Copy each line of the listing below exactly.

Coordinate annotation records:
----------------

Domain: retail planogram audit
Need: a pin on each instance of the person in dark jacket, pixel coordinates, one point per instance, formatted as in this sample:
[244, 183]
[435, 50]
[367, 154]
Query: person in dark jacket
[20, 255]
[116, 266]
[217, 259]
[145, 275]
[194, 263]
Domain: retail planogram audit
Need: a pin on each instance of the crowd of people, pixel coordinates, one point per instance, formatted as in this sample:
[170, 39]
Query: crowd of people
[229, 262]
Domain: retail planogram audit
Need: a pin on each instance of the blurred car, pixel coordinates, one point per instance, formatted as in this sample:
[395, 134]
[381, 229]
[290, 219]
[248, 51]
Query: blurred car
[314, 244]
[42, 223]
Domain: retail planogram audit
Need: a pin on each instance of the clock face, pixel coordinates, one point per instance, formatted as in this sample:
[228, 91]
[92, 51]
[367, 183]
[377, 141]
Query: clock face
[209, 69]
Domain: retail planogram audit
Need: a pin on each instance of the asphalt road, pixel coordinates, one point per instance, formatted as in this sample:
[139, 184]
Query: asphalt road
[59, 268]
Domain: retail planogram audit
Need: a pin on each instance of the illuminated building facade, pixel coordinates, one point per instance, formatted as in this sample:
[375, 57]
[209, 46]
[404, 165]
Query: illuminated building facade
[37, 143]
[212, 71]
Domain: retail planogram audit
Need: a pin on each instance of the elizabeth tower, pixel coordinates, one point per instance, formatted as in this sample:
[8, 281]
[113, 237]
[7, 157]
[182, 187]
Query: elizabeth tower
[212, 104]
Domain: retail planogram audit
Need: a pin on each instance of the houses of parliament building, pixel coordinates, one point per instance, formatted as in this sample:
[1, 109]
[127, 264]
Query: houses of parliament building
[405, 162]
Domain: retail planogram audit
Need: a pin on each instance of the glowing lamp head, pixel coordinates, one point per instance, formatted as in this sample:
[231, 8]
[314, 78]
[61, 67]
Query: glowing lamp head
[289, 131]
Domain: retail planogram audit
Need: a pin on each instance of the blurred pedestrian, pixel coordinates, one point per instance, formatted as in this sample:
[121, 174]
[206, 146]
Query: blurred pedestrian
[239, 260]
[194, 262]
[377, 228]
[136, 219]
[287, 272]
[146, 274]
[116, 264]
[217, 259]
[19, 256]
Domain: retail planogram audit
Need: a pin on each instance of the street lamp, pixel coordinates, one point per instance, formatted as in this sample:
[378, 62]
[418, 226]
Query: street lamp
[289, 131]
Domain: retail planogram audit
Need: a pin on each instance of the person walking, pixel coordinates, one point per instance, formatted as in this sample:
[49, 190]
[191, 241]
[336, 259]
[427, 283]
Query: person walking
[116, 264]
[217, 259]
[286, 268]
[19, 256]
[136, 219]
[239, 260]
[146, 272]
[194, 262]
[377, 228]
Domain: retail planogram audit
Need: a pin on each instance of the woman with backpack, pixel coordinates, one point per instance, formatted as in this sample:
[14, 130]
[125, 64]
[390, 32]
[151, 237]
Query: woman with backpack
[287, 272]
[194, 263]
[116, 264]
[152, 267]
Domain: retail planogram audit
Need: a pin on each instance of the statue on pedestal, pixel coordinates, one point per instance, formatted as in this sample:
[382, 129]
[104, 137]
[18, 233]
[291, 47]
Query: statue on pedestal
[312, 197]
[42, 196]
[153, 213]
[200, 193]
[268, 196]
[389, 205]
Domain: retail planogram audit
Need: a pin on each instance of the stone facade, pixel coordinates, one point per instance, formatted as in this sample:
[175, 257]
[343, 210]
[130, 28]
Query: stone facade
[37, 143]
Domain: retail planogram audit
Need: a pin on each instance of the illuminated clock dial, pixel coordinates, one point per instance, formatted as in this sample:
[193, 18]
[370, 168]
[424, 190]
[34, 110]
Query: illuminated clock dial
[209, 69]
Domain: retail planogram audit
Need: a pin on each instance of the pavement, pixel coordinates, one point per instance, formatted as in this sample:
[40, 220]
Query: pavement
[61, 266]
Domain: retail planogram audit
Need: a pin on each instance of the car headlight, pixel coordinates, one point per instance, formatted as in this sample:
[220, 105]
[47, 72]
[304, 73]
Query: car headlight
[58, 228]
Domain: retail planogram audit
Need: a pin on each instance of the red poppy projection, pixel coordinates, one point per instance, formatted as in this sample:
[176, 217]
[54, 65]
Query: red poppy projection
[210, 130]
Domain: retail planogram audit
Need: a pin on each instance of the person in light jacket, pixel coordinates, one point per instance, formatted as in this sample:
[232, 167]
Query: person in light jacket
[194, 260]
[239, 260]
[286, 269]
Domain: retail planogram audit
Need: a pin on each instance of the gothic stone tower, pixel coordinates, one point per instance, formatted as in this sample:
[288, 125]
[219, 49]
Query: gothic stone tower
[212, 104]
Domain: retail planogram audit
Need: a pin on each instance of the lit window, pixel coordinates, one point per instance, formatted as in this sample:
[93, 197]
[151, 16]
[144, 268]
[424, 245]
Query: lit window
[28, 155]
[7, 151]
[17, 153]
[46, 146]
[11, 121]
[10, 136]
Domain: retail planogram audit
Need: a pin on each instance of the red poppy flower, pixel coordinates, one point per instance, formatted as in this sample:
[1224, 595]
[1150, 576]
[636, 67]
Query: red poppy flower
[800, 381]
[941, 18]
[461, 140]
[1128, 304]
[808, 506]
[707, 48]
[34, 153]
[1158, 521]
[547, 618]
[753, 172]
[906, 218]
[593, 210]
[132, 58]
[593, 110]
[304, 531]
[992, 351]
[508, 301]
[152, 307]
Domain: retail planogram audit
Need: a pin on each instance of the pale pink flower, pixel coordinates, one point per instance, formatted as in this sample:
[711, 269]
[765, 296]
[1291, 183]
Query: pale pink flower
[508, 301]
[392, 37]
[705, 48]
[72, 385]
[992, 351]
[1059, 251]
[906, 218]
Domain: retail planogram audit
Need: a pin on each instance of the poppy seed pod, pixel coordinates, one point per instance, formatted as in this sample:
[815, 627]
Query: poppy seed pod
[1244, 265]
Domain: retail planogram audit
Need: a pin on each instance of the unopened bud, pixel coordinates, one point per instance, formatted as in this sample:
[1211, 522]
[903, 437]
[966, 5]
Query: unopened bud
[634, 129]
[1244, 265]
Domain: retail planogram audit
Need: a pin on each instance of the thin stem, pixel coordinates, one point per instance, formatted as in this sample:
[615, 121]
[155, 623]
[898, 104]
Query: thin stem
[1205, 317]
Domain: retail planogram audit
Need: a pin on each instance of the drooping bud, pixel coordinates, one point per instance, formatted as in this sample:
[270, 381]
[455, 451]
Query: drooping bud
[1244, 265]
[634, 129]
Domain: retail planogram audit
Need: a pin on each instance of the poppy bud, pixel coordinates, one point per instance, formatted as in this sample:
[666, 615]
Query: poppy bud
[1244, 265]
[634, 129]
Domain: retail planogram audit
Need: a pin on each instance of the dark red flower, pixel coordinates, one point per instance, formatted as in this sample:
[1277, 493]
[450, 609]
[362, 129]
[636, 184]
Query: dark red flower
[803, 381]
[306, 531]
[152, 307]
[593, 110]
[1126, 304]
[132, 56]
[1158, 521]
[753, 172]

----------------

**SOLUTION FOR THIS EXERCISE:**
Domain: retail planogram audit
Need: a pin on each instance of the person in dark jacket, pixel coordinates, one point per instance, formatted as in this sample:
[244, 183]
[435, 50]
[367, 154]
Query: person in dark jacket
[20, 255]
[116, 266]
[217, 259]
[145, 275]
[194, 263]
Domain: retail planogram audit
Need: a pin on each instance of the crowd of people, pixel coordinates, one point per instance, formatted as in this sample:
[170, 39]
Query: crowd of people
[229, 262]
Domain: retail planogram audit
Need: a pin on each instance of the blurred car, pixel coordinates, one point per instance, formatted as in this sample:
[395, 134]
[381, 229]
[290, 219]
[248, 51]
Query: blurred car
[314, 244]
[42, 223]
Domain: retail planogram audit
Need: a pin on each instance of the clock face, pixel coordinates, one point per instance, formatted as in this sample:
[228, 91]
[92, 51]
[367, 183]
[377, 141]
Query: clock face
[209, 69]
Domain: retail planogram audit
Need: a pin on each instance of the asphalt road, pixel coordinates, one point per instance, formatted as in this sample:
[139, 184]
Query: asphalt road
[59, 268]
Domain: retail planogram audit
Need: a pin on each instance of the illuminated building facade, pixel coordinates, one point per instance, formatted as in this sample:
[375, 57]
[209, 46]
[404, 165]
Query: illuminated building facade
[37, 143]
[212, 71]
Domain: retail planogram audit
Need: a pin on each instance of the elizabeth tower, pixel coordinates, one point per instance, formatted as in this sample:
[8, 281]
[113, 237]
[7, 157]
[182, 187]
Query: elizabeth tower
[212, 104]
Domain: retail planogram audit
Need: a pin on each instance of the houses of parliament building, pixel coordinates, one point per instance, formatted as in this sample:
[1, 109]
[127, 264]
Query: houses of parliament building
[405, 162]
Domain: retail planogram audit
Need: a pin on each instance of the glowing lamp head, pixel coordinates, one point per instance, formatted as in this sample:
[231, 8]
[314, 78]
[61, 67]
Query: glowing lamp head
[289, 131]
Domain: retail planogram audit
Need: a pin on each instance of the blurred pedestrian, pixel coordinates, one point per instance, formatted as in this sample:
[121, 174]
[206, 146]
Query: blurred pedestrian
[239, 260]
[194, 262]
[377, 228]
[136, 219]
[287, 272]
[146, 274]
[116, 264]
[217, 259]
[19, 256]
Domain: retail planogram audit
Need: a pin on each instance of the street lamp, pixel coordinates, one point per instance, formatted as in this sample:
[378, 62]
[418, 226]
Query: street lamp
[289, 131]
Domain: retail planogram audit
Need: a pin on each instance of the person walking, pixel coordinates, one point per instance, formatted as in this sample:
[49, 190]
[191, 241]
[336, 259]
[427, 283]
Query: person walking
[116, 264]
[217, 259]
[286, 268]
[19, 256]
[136, 219]
[239, 260]
[146, 272]
[194, 262]
[377, 228]
Domain: retail planogram audit
Need: a pin on each instance of the woman with backpack, pixel coordinates, one point per instance, formatted as in this sample:
[14, 130]
[125, 64]
[390, 32]
[151, 237]
Query: woman with backpack
[287, 272]
[194, 263]
[116, 264]
[152, 267]
Domain: retail planogram audit
Need: a pin on each instance of the statue on pedestal, pixel coordinates, one point per instance, formatted as in this sample:
[382, 129]
[104, 137]
[18, 233]
[291, 47]
Query: statue on pedestal
[312, 197]
[42, 196]
[153, 213]
[200, 193]
[268, 196]
[389, 205]
Domain: retail planogram audit
Need: a pin on each instance of the stone facade, pixel coordinates, one point per instance, formatted as in this sample:
[175, 257]
[343, 210]
[130, 28]
Query: stone facade
[37, 143]
Domain: retail planogram audit
Need: a pin on each instance of the illuminated clock dial, pixel coordinates, one point per instance, formatted as in this sample:
[193, 18]
[370, 168]
[424, 190]
[34, 110]
Query: illuminated clock dial
[209, 69]
Domain: retail planogram audit
Need: a pin on each instance of the pavement, pixel coordinates, one point per instance, formatted as in this sample:
[40, 220]
Query: pavement
[61, 266]
Domain: retail planogram audit
Need: a pin on each instance of the car headlight, pixel coordinates, one point per instance, formatted as in this sample:
[220, 105]
[47, 72]
[304, 73]
Query: car headlight
[58, 228]
Domain: retail planogram audit
Need: a pin on each instance of the red poppy projection, pixel coordinates, one point per instance, formatted as in this sample:
[176, 217]
[54, 65]
Query: red poppy projection
[210, 130]
Domain: retail planogram audit
Need: a pin on each instance of the person in light jacket, pixel coordinates, one point per instance, formatted as in this sample:
[232, 167]
Query: person in light jacket
[194, 260]
[239, 260]
[286, 269]
Domain: retail planogram audit
Need: a pin on each instance of the gothic stone tower, pixel coordinates, one point per instance, formatted as in this sample:
[288, 125]
[219, 49]
Query: gothic stone tower
[212, 104]
Domain: retail planogram audit
Need: a pin on each instance of the lit window, pixel coordinates, one point per instance, formatted as in this sample:
[93, 197]
[151, 16]
[144, 268]
[424, 245]
Query: lit window
[28, 155]
[7, 151]
[17, 153]
[46, 146]
[11, 121]
[10, 136]
Domain: retail planogram audit
Need: a pin on each instance of the red poppy flower, pixel coordinates, one point per instance, formatted as in this sample:
[1224, 595]
[1150, 576]
[636, 67]
Query: red poppy flower
[800, 381]
[941, 18]
[461, 140]
[1128, 304]
[808, 506]
[707, 48]
[34, 153]
[1158, 521]
[547, 618]
[753, 172]
[906, 218]
[593, 210]
[132, 58]
[593, 110]
[304, 531]
[992, 351]
[508, 301]
[152, 307]
Domain: retail planogram audit
Need: a pin on each instance of the pale pink flower, pixel coordinates, one point per instance, formatted as in this sample:
[711, 269]
[765, 296]
[1291, 183]
Query: pale pink flower
[508, 301]
[392, 37]
[705, 48]
[72, 385]
[992, 351]
[1059, 251]
[906, 218]
Domain: retail planogram audit
Need: a pin on each instance of the poppy seed pod, pixel coordinates, one point per instance, formatted as in this sample:
[815, 627]
Query: poppy seed pod
[1244, 265]
Domain: retail planogram audit
Need: a pin on each instance of the unopened bud, pixel coordinates, one point per instance, formatted as in this sample:
[1211, 522]
[903, 437]
[966, 5]
Query: unopened bud
[634, 129]
[1244, 265]
Domain: retail planogram audit
Need: a pin on each instance of the thin stem, pixel coordinates, one point per instance, formatted as in this sample:
[615, 121]
[155, 623]
[898, 104]
Query: thin stem
[1205, 317]
Domain: retail planogram audit
Need: a pin on each instance of the drooping bud, pixel coordinates, one point per instance, formatted as in this sample:
[270, 381]
[455, 451]
Query: drooping bud
[1244, 265]
[634, 129]
Domain: retail planogram audit
Need: a pin on each instance of the poppy bud, pixel coordinates, one point per instance, formatted as in this sample:
[666, 615]
Query: poppy bud
[1244, 265]
[634, 129]
Domain: retail planogram audit
Need: a pin on each instance of the dark red flower, pixel coordinates, one point per instance, formatted as in this sample:
[1277, 493]
[450, 609]
[362, 129]
[636, 184]
Query: dark red flower
[803, 381]
[306, 531]
[152, 307]
[593, 110]
[1126, 304]
[132, 56]
[1158, 521]
[753, 172]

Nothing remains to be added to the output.